*** Opening of Dataset content ***

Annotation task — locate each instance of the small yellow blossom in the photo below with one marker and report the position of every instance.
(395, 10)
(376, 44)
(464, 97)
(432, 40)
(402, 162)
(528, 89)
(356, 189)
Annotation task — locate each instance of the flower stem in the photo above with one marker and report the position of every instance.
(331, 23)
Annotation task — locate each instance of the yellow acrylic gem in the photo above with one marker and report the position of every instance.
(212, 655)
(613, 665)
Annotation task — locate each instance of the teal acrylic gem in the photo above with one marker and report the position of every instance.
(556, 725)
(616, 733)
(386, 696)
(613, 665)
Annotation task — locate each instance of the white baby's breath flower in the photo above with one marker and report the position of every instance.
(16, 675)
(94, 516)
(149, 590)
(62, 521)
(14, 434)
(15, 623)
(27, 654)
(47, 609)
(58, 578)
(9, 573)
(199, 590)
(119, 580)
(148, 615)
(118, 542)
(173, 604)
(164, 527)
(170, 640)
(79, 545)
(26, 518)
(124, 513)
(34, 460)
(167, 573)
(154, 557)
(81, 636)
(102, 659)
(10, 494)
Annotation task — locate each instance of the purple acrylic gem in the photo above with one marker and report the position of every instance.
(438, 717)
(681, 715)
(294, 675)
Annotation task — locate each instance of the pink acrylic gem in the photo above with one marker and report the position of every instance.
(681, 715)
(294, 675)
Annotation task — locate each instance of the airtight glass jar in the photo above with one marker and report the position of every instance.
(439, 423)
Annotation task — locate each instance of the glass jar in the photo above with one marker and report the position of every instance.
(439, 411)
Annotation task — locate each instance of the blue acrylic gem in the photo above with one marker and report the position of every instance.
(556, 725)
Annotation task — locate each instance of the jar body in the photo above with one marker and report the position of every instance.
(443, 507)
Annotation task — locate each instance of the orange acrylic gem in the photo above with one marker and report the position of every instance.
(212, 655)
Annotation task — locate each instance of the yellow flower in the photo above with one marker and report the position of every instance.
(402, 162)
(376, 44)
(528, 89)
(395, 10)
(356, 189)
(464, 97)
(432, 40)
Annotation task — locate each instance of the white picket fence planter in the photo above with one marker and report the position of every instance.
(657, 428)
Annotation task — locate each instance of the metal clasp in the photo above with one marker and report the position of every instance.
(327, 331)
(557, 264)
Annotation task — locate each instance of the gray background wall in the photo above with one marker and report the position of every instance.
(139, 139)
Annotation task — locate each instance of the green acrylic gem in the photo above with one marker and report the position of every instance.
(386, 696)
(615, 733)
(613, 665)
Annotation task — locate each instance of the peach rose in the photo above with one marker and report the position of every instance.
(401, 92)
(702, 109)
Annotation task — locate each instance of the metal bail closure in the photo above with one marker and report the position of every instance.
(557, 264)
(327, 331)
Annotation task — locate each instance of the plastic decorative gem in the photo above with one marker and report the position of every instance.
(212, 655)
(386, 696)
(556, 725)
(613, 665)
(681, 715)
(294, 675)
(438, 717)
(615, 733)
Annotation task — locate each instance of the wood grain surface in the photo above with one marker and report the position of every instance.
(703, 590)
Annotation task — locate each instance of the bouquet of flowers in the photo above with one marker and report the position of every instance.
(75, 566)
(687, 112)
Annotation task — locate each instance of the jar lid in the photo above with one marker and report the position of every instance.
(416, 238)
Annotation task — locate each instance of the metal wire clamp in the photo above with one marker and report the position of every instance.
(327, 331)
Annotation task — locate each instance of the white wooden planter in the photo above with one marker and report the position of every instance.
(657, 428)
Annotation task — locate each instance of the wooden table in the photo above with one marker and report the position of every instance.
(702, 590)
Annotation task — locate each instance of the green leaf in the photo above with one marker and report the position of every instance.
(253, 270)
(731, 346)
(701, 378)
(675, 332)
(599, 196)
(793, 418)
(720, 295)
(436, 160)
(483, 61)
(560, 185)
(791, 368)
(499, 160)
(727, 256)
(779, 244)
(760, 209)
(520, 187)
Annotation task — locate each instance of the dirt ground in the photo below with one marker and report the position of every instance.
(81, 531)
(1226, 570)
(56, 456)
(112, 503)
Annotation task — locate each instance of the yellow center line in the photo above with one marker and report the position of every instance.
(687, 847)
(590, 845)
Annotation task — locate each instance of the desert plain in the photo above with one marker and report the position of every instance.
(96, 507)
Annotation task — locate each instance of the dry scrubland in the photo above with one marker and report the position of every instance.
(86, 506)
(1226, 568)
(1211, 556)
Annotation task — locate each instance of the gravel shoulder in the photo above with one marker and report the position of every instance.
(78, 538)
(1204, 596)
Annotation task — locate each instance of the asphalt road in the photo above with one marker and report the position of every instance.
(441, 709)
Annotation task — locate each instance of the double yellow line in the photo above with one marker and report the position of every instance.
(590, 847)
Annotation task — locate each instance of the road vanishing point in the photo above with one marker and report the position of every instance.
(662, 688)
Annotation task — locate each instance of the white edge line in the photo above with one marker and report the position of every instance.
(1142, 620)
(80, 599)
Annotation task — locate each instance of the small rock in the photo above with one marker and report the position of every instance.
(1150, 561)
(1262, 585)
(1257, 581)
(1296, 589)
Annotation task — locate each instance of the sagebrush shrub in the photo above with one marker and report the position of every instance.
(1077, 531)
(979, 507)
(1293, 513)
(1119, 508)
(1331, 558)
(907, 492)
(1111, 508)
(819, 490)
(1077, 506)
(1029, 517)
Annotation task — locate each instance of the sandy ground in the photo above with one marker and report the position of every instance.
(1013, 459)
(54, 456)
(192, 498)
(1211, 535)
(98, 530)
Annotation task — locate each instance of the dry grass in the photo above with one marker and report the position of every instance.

*** Close of Dataset content ***

Work to be completed: Write the whole of the data out again exactly as it stands.

Expected answer:
Annotation task — locate each instance of the small yellow blossom in the photo below with one marker and report the position of every instance.
(395, 10)
(376, 44)
(464, 97)
(432, 40)
(402, 162)
(528, 89)
(356, 189)
Annotation task — locate each instance of the flower stem in the photo above with one marker and report the position of every instance.
(331, 23)
Annotation task — locate each instance of the yellow acrylic gem in the photo above with one marker and report the position of every instance.
(212, 655)
(613, 665)
Annotation task — locate each instance of the teal acrylic gem in the photo above with one marker and report the position of every instance.
(556, 725)
(616, 733)
(386, 696)
(613, 665)
Annotation task — locate each instance of the white baby's breath flower in the photo above with one marker and report the position of every instance.
(16, 675)
(94, 516)
(149, 590)
(62, 521)
(14, 434)
(15, 623)
(27, 654)
(47, 609)
(58, 578)
(9, 573)
(199, 590)
(119, 580)
(148, 615)
(118, 542)
(173, 604)
(164, 527)
(170, 640)
(79, 545)
(26, 518)
(124, 513)
(34, 460)
(167, 573)
(154, 557)
(81, 636)
(102, 659)
(10, 494)
Annotation task — locate each instance of the purple acrylic gem in the photo above with one marker and report the position of every instance.
(438, 717)
(681, 715)
(294, 675)
Annotation task — locate each instance of the pink acrylic gem in the photo above with one marker and report the position of every instance.
(681, 715)
(294, 675)
Annotation task — locate each instance of the airtight glass jar in the photo above with one marker and report the position of every instance.
(439, 423)
Annotation task — locate each instance of the glass jar in the photo above with one marker and report the position of every instance.
(439, 411)
Annotation task — locate each instance of the blue acrylic gem in the photo above with one marker and report the position of every instance.
(556, 725)
Annotation task — locate each instance of the jar body in the photo above with one marker and report the position of every instance.
(443, 507)
Annotation task — locate each instance of the orange acrylic gem in the photo above with one marker and report the position of every instance.
(212, 655)
Annotation task — locate each instance of the yellow flower in the photo above with one marker and report the position of every instance.
(402, 162)
(376, 44)
(528, 89)
(395, 10)
(356, 189)
(464, 97)
(432, 40)
Annotation task — locate each instance of the white picket fence planter in the photo above with one marker and report the position of every instance.
(657, 428)
Annotation task — locate each instance of the metal clasp in the photo above with one marker and report the position of every instance.
(327, 331)
(557, 264)
Annotation task — locate each instance of the gray background wall in the photo above with one marker and report the position of every instance.
(139, 139)
Annotation task — locate each instance of the green acrylic gem in the photo above with one marker and report the position of every instance.
(386, 696)
(615, 733)
(613, 665)
Annotation task — locate each instance of the peach rose in the photo above with one marker and report the position of every instance.
(401, 92)
(702, 109)
Annotation task — locate each instance of the metal bail closure in the photo above with one marker and report the position of every instance.
(557, 264)
(327, 331)
Annotation task — locate each instance of the plastic decorative gem in the photo above with one marker and report the position of every instance.
(212, 655)
(386, 696)
(556, 725)
(613, 665)
(681, 715)
(294, 675)
(438, 717)
(615, 733)
Annotation task — locate each instance of the wood grain surface in the photo above with one marker and report the position of every instance.
(703, 590)
Annotation task — locate each instance of the bouquet of flowers in the photo above with one marker and report the position of every instance.
(75, 566)
(687, 112)
Annotation task — locate each instance of the jar lid in the photo above with one marker and report the position of every instance.
(416, 238)
Annotation task — locate each instance of the metal wire clamp in the photo above with one marker and report the position of every instance.
(327, 331)
Annotation task — locate each instance of the white wooden planter in the photo above with one marker and report the position of every instance.
(657, 428)
Annotation task — locate each instance of the wooden table in the photo above with one marker and report the position of every instance.
(702, 590)
Annotation task — locate each instance of the green leaf in the photo above with one marker and report the position of every instance.
(253, 270)
(731, 346)
(701, 378)
(675, 332)
(599, 196)
(793, 418)
(720, 295)
(436, 160)
(483, 61)
(560, 185)
(791, 368)
(499, 160)
(727, 256)
(779, 244)
(760, 209)
(520, 187)
Annotation task — locate each instance of the dirt ground in the photo below with one marker and report the position of every instance.
(81, 531)
(1226, 570)
(56, 456)
(112, 503)
Annotation task — locate each instance of the yellow center line in the photo above with one marker and report the position of every instance.
(687, 847)
(590, 845)
Annotation task — locate each instance of the desert plain in the photo above with one marker and report the position of every instance.
(96, 507)
Annotation task — locate each instance of the dry scrubland in the photo above with one marker and report the position of every instance.
(86, 506)
(1226, 568)
(1211, 556)
Annotation task — locate each instance of the gravel shoulder in the photo above with one marker and report the position of every instance.
(78, 538)
(1204, 596)
Annotation task — locate each instance of the asphalt road in the photo above with one marker and report the position of every instance.
(441, 709)
Annotation task — locate each instance of the double yellow line in the photo above with one marker and report the position of every instance.
(590, 847)
Annotation task — locate each instance of the road vanishing point in the photo above with one marker and report the position of every instance.
(662, 688)
Annotation task — locate each instance of the white edge line in the photo above with one marker and report the position of every instance.
(1142, 620)
(80, 599)
Annotation task — locate each instance of the small rock in the photo above with one marker and report the position of every instance.
(1150, 561)
(1262, 585)
(1257, 581)
(1296, 589)
Annotation task — locate each instance of the sagebrush shrub in the photo above with one marker and report the position of every instance.
(1077, 531)
(979, 507)
(1293, 513)
(1119, 508)
(1331, 558)
(907, 492)
(1111, 508)
(819, 490)
(1077, 506)
(1029, 517)
Annotation task — locate each instance of the sandy ground in the photo above with one marker and report the position of every instance.
(1013, 459)
(54, 456)
(192, 498)
(1211, 535)
(98, 530)
Annotation task — locate each instance of the dry grass in the photo above with one marker and report the position of every instance.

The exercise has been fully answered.